Render the records as a JSON list of strings, one string per line with blank lines omitted, starting with the line containing "Box every power line you see." and continuing through the line containing "[275,468,396,643]". Leave the pictures out of the answer.

[START OF Source data]

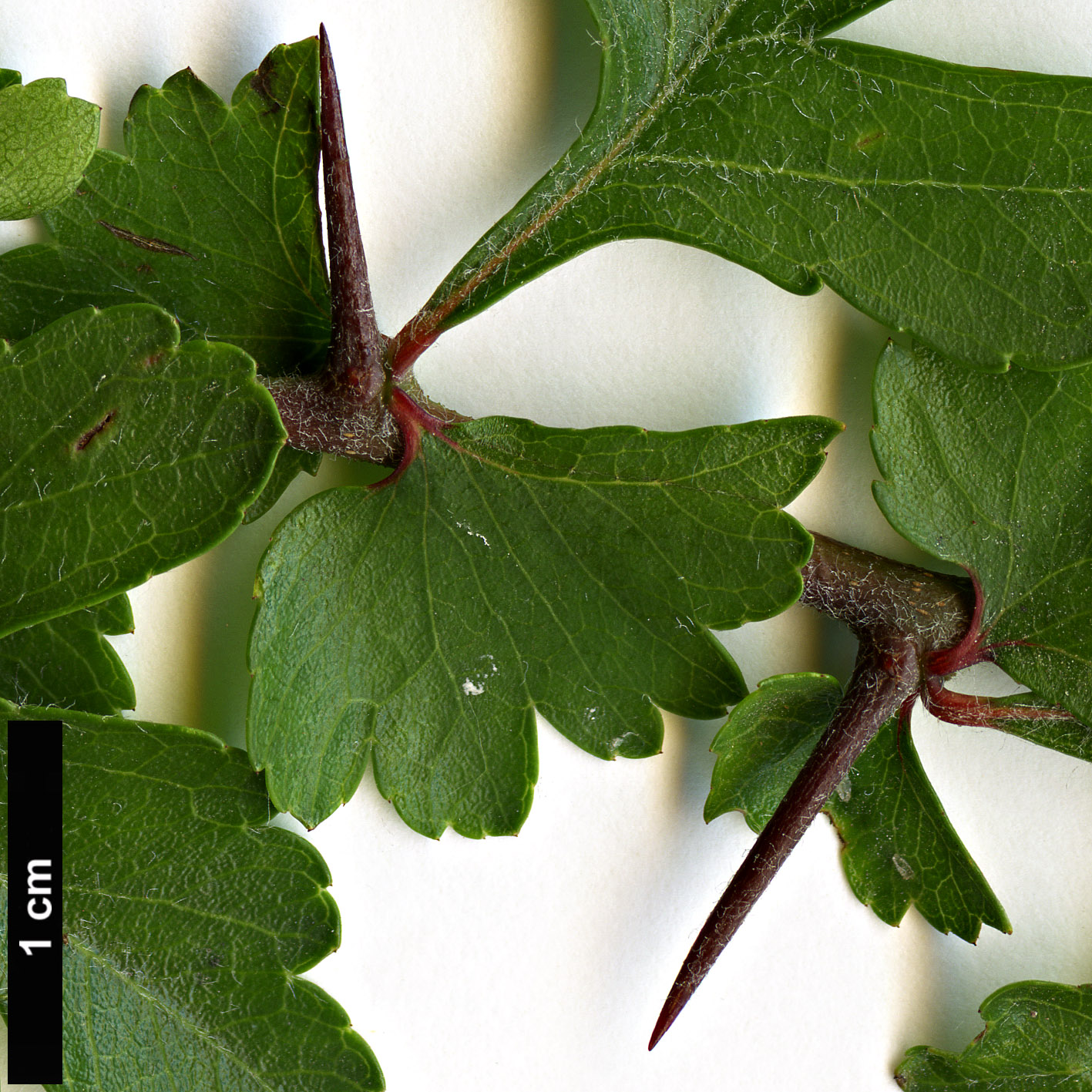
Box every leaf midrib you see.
[406,0,783,336]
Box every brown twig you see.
[649,535,980,1050]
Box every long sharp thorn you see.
[649,642,917,1050]
[319,26,385,402]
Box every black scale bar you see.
[8,721,65,1084]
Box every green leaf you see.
[705,675,1011,942]
[895,982,1092,1092]
[0,69,99,220]
[243,447,322,523]
[0,304,284,634]
[247,417,840,836]
[409,0,1092,370]
[872,345,1092,729]
[0,39,330,375]
[0,705,383,1092]
[0,595,136,714]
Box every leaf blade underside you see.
[403,0,1092,370]
[0,304,284,634]
[0,704,383,1092]
[872,345,1092,734]
[705,675,1011,943]
[0,595,136,715]
[0,69,99,220]
[248,418,836,836]
[0,39,330,375]
[895,982,1092,1092]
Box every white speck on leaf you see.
[891,853,914,880]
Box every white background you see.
[0,0,1092,1092]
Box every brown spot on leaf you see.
[250,55,283,115]
[76,409,118,451]
[97,220,197,261]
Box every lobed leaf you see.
[0,304,284,636]
[895,982,1092,1092]
[408,0,1092,370]
[0,595,136,714]
[0,704,383,1092]
[705,674,1011,942]
[872,345,1092,734]
[0,39,330,375]
[247,417,838,836]
[0,69,99,220]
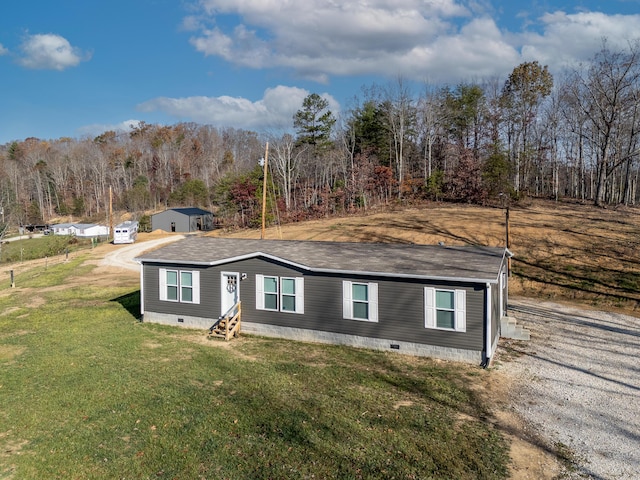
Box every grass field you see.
[0,202,640,480]
[0,255,508,479]
[212,200,640,314]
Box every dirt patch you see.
[0,431,29,480]
[482,354,563,480]
[0,345,27,363]
[393,400,413,410]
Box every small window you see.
[159,268,200,303]
[280,278,296,312]
[180,272,193,302]
[342,280,378,322]
[256,275,304,313]
[424,287,467,332]
[264,277,278,310]
[167,270,178,302]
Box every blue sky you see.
[0,0,640,145]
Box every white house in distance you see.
[113,220,138,244]
[49,223,109,238]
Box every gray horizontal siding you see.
[144,258,484,351]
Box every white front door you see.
[220,272,240,315]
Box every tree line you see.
[0,41,640,226]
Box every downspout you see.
[140,262,144,321]
[482,282,493,368]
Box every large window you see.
[342,280,378,322]
[160,268,200,303]
[256,275,304,313]
[424,287,467,332]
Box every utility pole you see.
[260,142,269,240]
[107,185,113,242]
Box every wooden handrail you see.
[209,301,242,340]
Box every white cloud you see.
[521,11,640,68]
[183,0,640,82]
[18,33,91,71]
[138,86,339,131]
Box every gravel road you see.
[500,299,640,480]
[100,235,185,272]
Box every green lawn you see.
[0,258,508,479]
[0,235,98,263]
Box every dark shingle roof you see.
[157,207,211,216]
[136,237,507,282]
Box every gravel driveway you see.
[100,235,185,272]
[501,299,640,480]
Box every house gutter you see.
[134,252,500,284]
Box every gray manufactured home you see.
[136,237,510,364]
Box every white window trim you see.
[159,268,200,304]
[342,280,378,323]
[424,287,467,332]
[256,274,304,315]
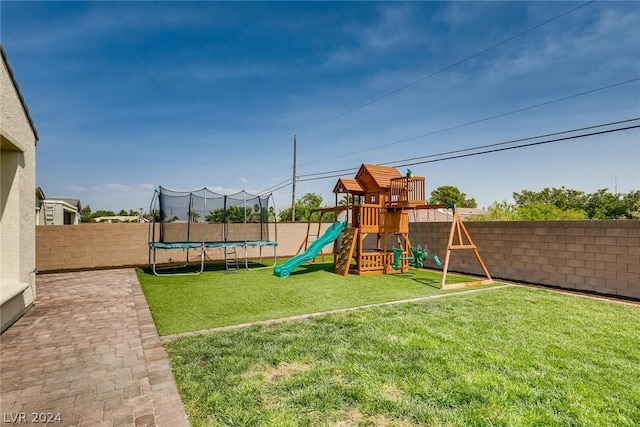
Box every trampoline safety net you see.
[150,187,274,244]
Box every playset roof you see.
[333,178,365,194]
[356,163,402,191]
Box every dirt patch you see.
[243,362,313,384]
[334,409,413,427]
[382,385,404,402]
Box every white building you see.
[0,45,39,331]
[36,187,82,225]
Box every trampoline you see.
[148,187,278,276]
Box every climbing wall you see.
[333,228,358,276]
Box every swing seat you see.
[433,255,442,266]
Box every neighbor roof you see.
[0,44,40,144]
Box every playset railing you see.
[387,176,425,206]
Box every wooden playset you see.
[300,164,493,289]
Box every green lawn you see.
[165,286,640,426]
[138,263,490,335]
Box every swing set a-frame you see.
[300,164,493,289]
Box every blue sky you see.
[0,1,640,211]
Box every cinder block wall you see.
[36,223,332,272]
[410,220,640,299]
[36,220,640,299]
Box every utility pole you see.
[291,135,298,222]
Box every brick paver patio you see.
[0,269,189,427]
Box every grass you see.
[165,288,640,426]
[138,263,492,336]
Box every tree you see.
[80,205,94,222]
[467,200,518,221]
[206,206,255,224]
[585,188,637,219]
[516,202,587,221]
[280,193,322,221]
[429,185,478,208]
[513,187,587,211]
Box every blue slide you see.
[273,221,345,277]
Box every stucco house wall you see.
[0,45,38,331]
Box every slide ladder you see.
[273,221,345,277]
[333,228,358,276]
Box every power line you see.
[298,0,594,134]
[304,77,640,165]
[298,117,640,178]
[397,125,640,167]
[298,123,640,182]
[380,117,640,169]
[258,178,291,194]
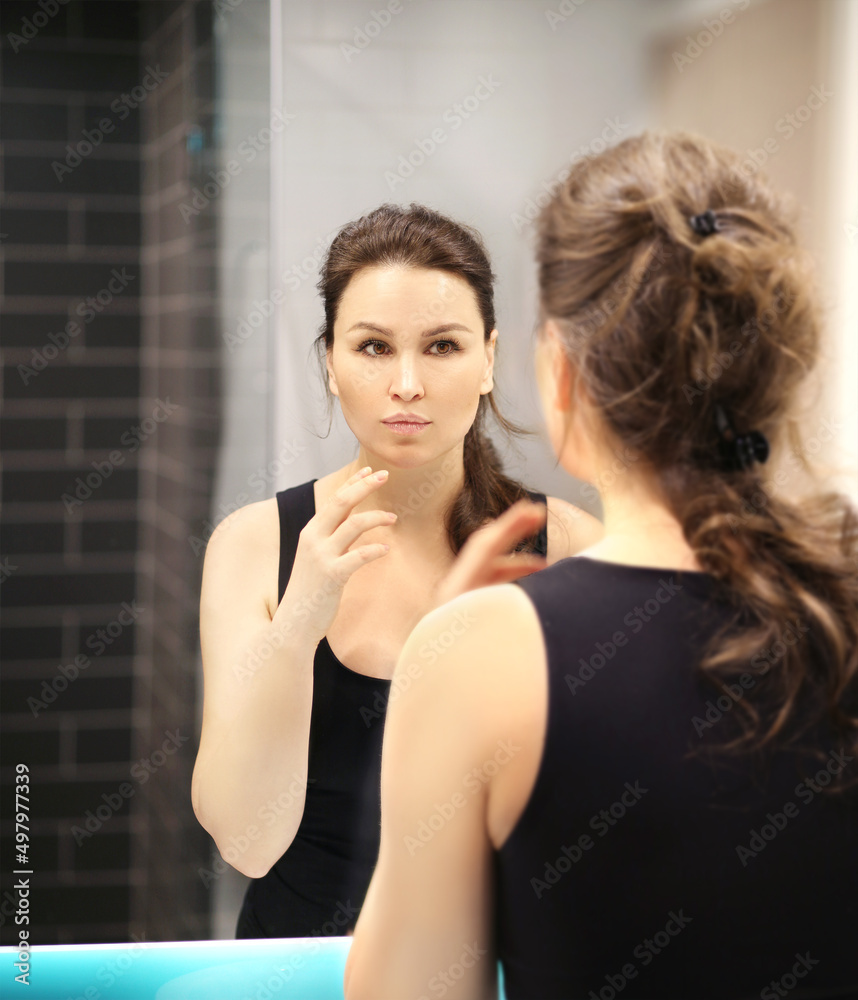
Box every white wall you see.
[273,0,646,512]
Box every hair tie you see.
[715,405,769,471]
[688,209,721,236]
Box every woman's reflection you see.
[192,205,602,937]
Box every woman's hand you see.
[435,499,548,606]
[275,468,396,643]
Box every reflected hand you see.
[435,499,548,606]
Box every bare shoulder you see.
[203,497,280,617]
[394,583,545,739]
[545,497,605,565]
[394,583,548,849]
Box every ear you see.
[325,347,340,396]
[545,319,578,413]
[480,330,498,396]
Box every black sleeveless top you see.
[236,479,547,938]
[493,556,858,1000]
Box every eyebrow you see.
[346,322,474,338]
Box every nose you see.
[390,355,423,400]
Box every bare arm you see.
[191,504,316,878]
[191,474,390,878]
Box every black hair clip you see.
[715,405,769,471]
[688,209,721,236]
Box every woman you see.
[345,134,858,1000]
[192,206,601,937]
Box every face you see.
[327,267,497,468]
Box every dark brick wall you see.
[0,0,219,944]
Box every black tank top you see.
[493,557,858,1000]
[236,479,547,938]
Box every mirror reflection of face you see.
[327,266,497,468]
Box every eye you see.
[432,337,462,358]
[356,340,387,358]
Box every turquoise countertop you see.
[0,937,503,1000]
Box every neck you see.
[585,456,699,569]
[342,444,465,535]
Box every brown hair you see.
[537,133,858,789]
[316,204,535,553]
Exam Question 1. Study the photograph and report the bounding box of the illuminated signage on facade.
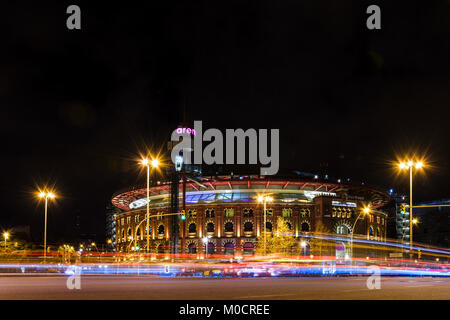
[331,201,356,208]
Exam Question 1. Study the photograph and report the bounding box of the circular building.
[112,176,389,257]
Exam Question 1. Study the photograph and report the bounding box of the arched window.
[188,243,197,254]
[225,221,234,232]
[208,242,216,254]
[244,221,253,232]
[243,242,255,255]
[281,208,292,218]
[301,222,309,232]
[224,208,234,218]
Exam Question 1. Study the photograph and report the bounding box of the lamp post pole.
[350,207,370,261]
[146,164,150,254]
[409,166,412,252]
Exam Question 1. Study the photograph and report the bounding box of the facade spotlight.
[152,159,159,168]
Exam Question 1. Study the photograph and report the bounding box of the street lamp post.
[350,207,371,260]
[258,196,273,255]
[3,232,9,251]
[39,191,55,261]
[398,160,423,252]
[202,237,208,259]
[300,241,306,256]
[141,159,159,253]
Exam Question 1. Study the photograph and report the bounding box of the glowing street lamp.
[300,241,306,255]
[3,232,9,250]
[398,160,425,250]
[141,158,159,253]
[202,237,208,258]
[38,191,56,260]
[257,195,273,255]
[350,207,372,259]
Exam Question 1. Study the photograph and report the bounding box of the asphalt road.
[0,276,450,300]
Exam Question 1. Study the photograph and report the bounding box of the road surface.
[0,275,450,300]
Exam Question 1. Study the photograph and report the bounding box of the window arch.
[244,209,253,218]
[224,242,234,255]
[225,221,234,232]
[336,224,350,234]
[188,243,197,254]
[206,222,214,232]
[205,209,216,218]
[244,221,253,232]
[188,223,197,233]
[301,222,309,232]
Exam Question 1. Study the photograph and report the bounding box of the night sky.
[0,0,450,242]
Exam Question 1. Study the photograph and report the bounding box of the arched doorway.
[301,222,309,232]
[224,242,234,255]
[208,242,216,254]
[188,243,197,254]
[242,242,255,256]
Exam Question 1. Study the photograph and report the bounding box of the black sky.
[0,0,450,239]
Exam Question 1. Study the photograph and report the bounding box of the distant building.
[413,199,450,217]
[111,175,390,257]
[105,204,122,250]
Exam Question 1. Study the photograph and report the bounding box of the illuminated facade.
[112,176,389,256]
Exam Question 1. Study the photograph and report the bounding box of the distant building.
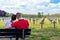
[0,10,7,17]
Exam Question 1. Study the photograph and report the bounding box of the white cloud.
[0,0,60,13]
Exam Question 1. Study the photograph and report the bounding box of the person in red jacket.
[6,12,29,29]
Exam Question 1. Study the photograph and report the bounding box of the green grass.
[0,18,60,40]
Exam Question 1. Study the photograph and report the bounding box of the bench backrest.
[0,29,31,38]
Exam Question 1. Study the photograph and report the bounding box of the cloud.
[0,0,60,14]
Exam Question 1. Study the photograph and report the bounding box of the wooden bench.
[0,29,31,40]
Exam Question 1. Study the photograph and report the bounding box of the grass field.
[0,18,60,40]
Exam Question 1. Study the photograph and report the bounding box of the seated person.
[5,14,16,29]
[5,14,29,29]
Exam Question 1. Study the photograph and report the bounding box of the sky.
[0,0,60,14]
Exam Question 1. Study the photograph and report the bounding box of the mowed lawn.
[0,18,60,40]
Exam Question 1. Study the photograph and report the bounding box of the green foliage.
[41,37,50,40]
[6,13,13,17]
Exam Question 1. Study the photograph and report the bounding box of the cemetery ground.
[0,18,60,40]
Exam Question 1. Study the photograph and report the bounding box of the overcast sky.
[0,0,60,14]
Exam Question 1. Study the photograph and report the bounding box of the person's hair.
[16,12,21,19]
[11,14,16,22]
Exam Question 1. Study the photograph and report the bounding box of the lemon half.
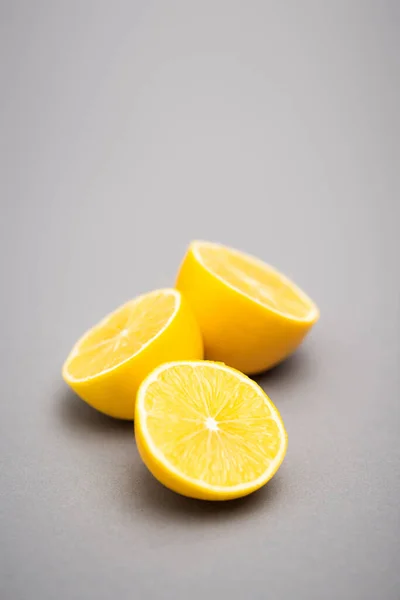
[135,361,287,500]
[62,289,203,419]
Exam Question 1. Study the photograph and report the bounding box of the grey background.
[0,0,400,600]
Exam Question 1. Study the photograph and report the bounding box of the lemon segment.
[62,289,203,419]
[176,242,319,374]
[135,361,287,500]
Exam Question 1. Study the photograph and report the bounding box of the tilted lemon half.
[176,242,319,374]
[135,361,287,500]
[62,289,203,419]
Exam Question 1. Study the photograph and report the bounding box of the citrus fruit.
[176,242,319,374]
[135,361,287,500]
[62,289,203,419]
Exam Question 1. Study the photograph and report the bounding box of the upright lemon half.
[176,242,319,374]
[62,289,203,419]
[135,361,287,500]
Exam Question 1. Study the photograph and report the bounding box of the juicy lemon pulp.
[63,289,203,419]
[135,361,286,499]
[68,290,176,379]
[176,242,319,374]
[196,243,310,319]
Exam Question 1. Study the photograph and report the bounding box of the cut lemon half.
[135,361,287,500]
[176,242,319,374]
[62,289,203,419]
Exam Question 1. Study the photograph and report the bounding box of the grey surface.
[0,0,400,600]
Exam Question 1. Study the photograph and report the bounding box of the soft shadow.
[56,386,133,435]
[252,348,313,387]
[125,465,281,522]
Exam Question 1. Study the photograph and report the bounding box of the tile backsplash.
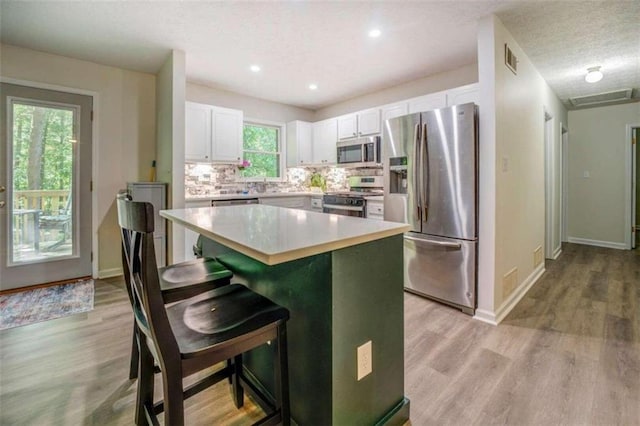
[185,164,382,198]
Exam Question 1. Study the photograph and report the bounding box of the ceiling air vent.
[569,89,633,106]
[504,43,518,75]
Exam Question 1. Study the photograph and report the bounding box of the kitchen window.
[241,120,285,181]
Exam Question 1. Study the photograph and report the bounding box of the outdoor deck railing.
[13,189,70,216]
[13,189,70,255]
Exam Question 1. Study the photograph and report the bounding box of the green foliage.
[13,104,73,191]
[242,124,280,178]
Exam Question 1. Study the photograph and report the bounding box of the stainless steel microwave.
[336,136,381,167]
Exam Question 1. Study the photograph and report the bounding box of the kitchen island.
[160,205,409,425]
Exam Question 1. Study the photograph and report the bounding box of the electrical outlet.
[502,268,518,297]
[357,340,373,380]
[533,246,543,268]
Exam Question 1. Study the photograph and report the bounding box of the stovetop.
[325,189,384,198]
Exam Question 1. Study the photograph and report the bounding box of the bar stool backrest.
[116,195,180,368]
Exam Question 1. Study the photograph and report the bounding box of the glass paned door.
[0,83,93,290]
[9,103,78,265]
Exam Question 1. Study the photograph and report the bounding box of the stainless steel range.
[322,176,384,217]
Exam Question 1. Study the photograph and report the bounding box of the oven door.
[322,203,365,217]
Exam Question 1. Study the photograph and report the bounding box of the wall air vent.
[504,43,518,75]
[569,89,633,107]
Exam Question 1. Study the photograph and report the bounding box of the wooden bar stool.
[116,192,233,379]
[117,199,290,426]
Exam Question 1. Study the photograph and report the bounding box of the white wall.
[478,16,566,322]
[567,102,640,248]
[0,45,156,276]
[312,64,478,121]
[156,50,186,264]
[186,83,314,123]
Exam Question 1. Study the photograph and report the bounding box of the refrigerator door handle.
[413,123,422,222]
[404,235,462,250]
[420,123,429,222]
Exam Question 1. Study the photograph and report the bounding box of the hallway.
[405,244,640,425]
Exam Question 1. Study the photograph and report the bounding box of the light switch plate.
[357,340,373,380]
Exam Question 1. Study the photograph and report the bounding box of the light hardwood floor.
[405,244,640,425]
[0,244,640,426]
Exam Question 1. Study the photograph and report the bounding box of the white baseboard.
[98,268,122,278]
[473,262,545,325]
[473,309,498,325]
[568,237,628,250]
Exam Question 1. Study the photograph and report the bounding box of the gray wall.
[567,102,640,248]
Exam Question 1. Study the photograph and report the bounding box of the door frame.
[543,108,555,259]
[560,123,569,244]
[624,123,640,250]
[0,76,100,278]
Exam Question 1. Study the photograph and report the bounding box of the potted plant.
[309,172,327,192]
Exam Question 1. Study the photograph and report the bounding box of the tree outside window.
[242,122,282,180]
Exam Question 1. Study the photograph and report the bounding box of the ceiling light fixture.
[584,67,603,83]
[369,28,382,38]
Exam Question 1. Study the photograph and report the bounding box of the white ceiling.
[0,0,640,109]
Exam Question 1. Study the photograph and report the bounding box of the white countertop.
[160,204,410,265]
[185,191,323,203]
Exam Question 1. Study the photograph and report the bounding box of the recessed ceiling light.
[584,67,604,83]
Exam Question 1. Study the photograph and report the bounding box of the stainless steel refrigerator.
[382,103,478,314]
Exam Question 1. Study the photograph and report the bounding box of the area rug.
[0,280,94,330]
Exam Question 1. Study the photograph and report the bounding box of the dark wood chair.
[117,199,290,426]
[116,192,233,379]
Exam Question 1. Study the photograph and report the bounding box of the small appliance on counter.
[382,103,478,315]
[322,176,384,217]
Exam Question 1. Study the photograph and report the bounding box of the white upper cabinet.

[END OF Source data]

Result
[
  "Box every power line you see.",
  "[298,0,594,134]",
  "[304,77,640,165]",
  "[298,117,640,178]",
  "[397,125,640,167]",
  "[298,123,640,182]",
  "[380,117,640,169]",
  "[258,178,291,194]",
  "Box every white wall you see.",
  "[273,0,646,512]",
  "Box every hair tie you see.",
  "[715,405,769,471]",
  "[688,209,721,236]",
  "Box every woman's reflection you see.",
  "[192,205,602,937]",
  "Box every woman's hand you see.",
  "[435,499,548,606]",
  "[275,468,396,643]"
]